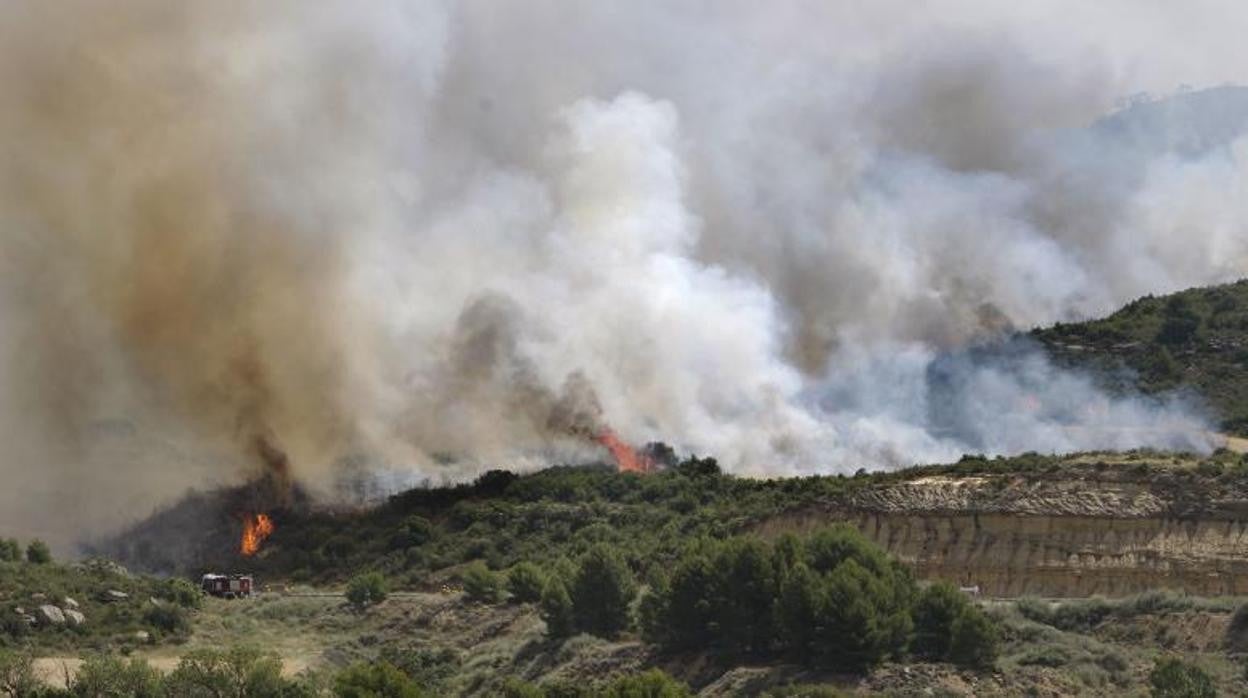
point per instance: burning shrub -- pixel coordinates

--

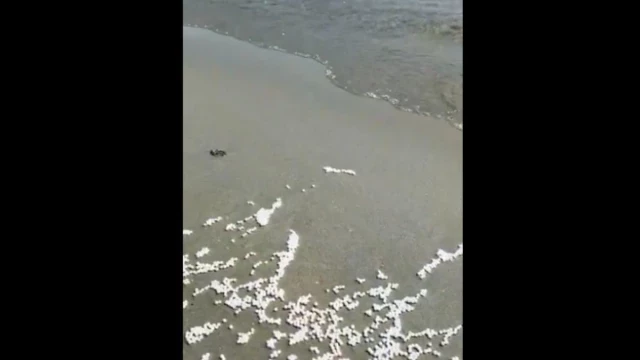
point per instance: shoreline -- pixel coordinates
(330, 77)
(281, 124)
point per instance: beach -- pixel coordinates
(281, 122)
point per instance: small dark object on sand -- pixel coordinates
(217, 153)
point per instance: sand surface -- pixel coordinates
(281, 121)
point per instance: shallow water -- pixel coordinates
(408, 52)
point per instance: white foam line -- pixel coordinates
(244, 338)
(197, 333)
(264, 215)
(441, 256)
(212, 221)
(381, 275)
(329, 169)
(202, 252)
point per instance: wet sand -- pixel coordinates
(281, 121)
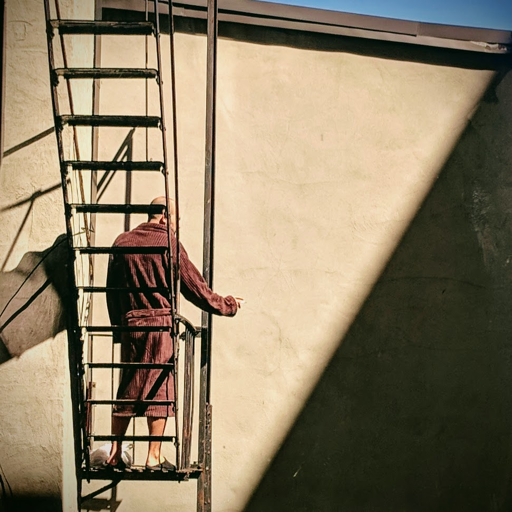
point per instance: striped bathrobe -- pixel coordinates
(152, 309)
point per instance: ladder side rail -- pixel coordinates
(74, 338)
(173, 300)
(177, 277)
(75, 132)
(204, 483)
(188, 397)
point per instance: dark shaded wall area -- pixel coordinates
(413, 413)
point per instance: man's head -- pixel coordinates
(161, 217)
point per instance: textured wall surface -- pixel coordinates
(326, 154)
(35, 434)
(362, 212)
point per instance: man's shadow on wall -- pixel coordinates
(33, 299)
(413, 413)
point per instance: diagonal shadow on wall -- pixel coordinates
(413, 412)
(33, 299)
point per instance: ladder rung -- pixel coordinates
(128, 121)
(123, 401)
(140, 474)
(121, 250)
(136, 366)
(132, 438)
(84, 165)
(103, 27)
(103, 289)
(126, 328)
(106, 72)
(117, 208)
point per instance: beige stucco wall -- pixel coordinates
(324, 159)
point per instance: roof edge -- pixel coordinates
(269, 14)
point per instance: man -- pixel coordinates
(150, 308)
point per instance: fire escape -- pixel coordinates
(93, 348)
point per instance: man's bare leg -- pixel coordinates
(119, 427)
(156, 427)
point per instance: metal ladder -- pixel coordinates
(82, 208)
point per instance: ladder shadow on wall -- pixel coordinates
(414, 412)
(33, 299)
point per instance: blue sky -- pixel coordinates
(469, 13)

• **Exercise prompt**
Please extract each line from the entries above that contains the word "surface".

• **Expected answer**
point per instance: sand surface -- pixel coordinates
point per instance: textured wall surface -- pixel coordinates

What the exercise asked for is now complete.